**STATED PROBLEM 1**:
Answer each question about the passage on recommendation streaming and user-business networks.
(a) At what frequency does the Spark job handle requests in Spark Streaming?
(b) Which Python library is used to build the static user-business network graph?
(c) Which three US cities does the passage say it will go over?
**STATED PROBLEM 2**: Resume the passage on recommendation streaming and user-business networks, picking up after its final sentence.

**PASSAGE GIVEN**:
◆ ◆ ◆ ◆
One neat solution is to view all incoming request from users across many cities as a non-stopping stream, and use Apache Kafka as a message broker to redirect all requests to Kafka, then let the Spark Streaming handle anything that is piped from Kafka into Spark streaming in a fault-tolerant and scalable manner. The advantages are:
- The streaming is fault-tolerant to any sudden uncertainties
- Allows different types of messages being piped to piper
- Easy to handle
We thus simulate the real-time handling of a large amount of users’ recommendation requests locally (Python source code), as shown in the figure below. On the left side of the terminal window, we run the Spark job to handle the requests in Spark Streaming at a frequency of 1.5 seconds. Note the text message showing the time stamp, such as “Time: 2016-09-25 14:37:22.500000“. The Yelper logo is shown before each of the recommended results.
On the right side of the terminal, we run a python script to generate users’ recommendation requests at a random time interval. Those requests were piped into Apache Kafka such that Spark Streaming can consume those requests.
(Click image above to see animated simulation)
4. Insights from user-business networks
We build static user-business network graph using a Python library called graph-tool (Python code) (sample network images). Now we show briefly what it looks like for the city-wise user-business network. Again, if a user rated a business, there will be an edge connecting the user node and the business node in the network.
In terms of visualization those edges, there is a dilemma. The more nodes and edges that are included in the graph, the more precise the graph will be, but the visualization will become a mess, since it is nearly impossible for many graph layout algorithms to elegantly visualize clearly the graph details when the edge number is above, say, 0.1 million. For this reason, we adopted two simple strategies: out of all the edges in a city, we either randomly selected 1% (or 2%) of all the edges, or sequentially selected the first 1% (or 2%) of all edges.
It is interesting to mention that, even if we randomly select only 2% of the entire edges, the generated networks still have the power to reveal many insights about a city if we dig deeper. Let us now briefly go over three cities in the US: Charlotte, Las Vegas, and Pittsburgh.
◆ ◆ ◆ ◆
(Source records)
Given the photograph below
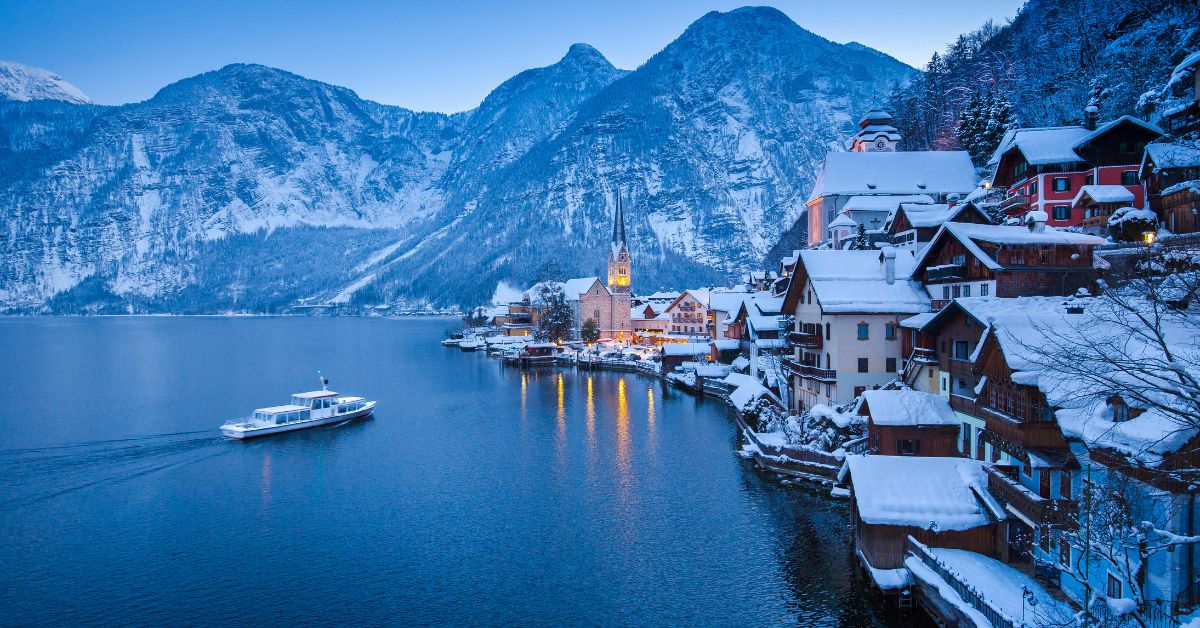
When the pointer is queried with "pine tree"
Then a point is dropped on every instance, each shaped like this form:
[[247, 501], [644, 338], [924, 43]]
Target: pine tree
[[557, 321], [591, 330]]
◆ ◆ ◆ ◆
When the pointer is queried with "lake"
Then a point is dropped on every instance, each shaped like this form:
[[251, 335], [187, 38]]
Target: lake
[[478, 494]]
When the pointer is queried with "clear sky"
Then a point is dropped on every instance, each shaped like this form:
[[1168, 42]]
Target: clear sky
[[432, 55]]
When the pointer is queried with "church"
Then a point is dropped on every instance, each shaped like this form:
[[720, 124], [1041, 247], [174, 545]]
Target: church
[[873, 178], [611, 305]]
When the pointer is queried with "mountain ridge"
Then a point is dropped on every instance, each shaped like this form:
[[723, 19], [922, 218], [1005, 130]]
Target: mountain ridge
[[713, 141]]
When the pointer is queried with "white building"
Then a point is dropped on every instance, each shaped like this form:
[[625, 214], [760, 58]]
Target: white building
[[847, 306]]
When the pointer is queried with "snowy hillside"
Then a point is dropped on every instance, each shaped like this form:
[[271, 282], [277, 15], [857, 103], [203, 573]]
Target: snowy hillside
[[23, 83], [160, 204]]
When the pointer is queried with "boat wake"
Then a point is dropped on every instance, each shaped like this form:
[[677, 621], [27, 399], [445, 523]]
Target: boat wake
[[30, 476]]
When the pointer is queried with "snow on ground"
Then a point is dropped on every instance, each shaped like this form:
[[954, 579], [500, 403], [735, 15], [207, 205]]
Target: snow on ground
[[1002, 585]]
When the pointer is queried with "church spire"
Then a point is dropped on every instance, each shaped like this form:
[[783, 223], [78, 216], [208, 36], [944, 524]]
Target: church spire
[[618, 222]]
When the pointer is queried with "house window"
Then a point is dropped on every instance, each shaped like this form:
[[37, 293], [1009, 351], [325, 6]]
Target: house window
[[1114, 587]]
◆ ◆ ◆ ◆
**WRITTEN REPLY 1**:
(a) Every 1.5 seconds.
(b) graph-tool.
(c) Charlotte, Las Vegas, and Pittsburgh.

**WRITTEN REPLY 2**:
4.1 Charlotte, US
We randomly selected 3312 edges, which is only 1% of the total edges in this city.
4.2 Las Vegas, US
We randomly selected 11547 edges, which is only 1% of the total edges in this city.
What if we randomly select 23095 edges (2%)?
Instead of randomly, what if we sequentially select23095 edges out of all the edge list?
4.3 Pittsburgh, US
What about Pittsburgh? We randomly choose 2230 edges (2%) out of all edges lists.
4.4 What can we gain from the networks?
Again, similar to the dynamic network mentioned in the previous section, a lot of insights can be revealed from those static graphs if we delve deeper using graph-based algorithms and analytics techniques. For example, as we all already know, the economy of Las Vegas is higher than Pittsburgh. From the network, there are clearly more nodes with a high number of incoming edges in Las Vegas than in Pittsburgh.
If I have more time, below are several potential directions that I can think of to dig deeper into those networks:
- Use the edges with high ratings (i.e., rating star > 4.5) to generate a network of high-quality businesses, comparing the differences amongst cities
- Build the graph with low ratings (i.e., rating star < 2.5) businesses, see their distribution and figure out what led to low-ratings
- Add time stamps into consideration. Build networks that evolve with time such that we know how a city evolves over time
- Find influential businesses in cities via network community discovery algorithm
- Build user-business networks by business category. i.e, networks of restaurants, networks of libraries, etc. This allows gaining insights by sectors
5. Future work
○ More graph analysis
- Graph page rank analysis using Spark GraphX and Python graph-tool library
- Community discovery (similar to Facebook social network)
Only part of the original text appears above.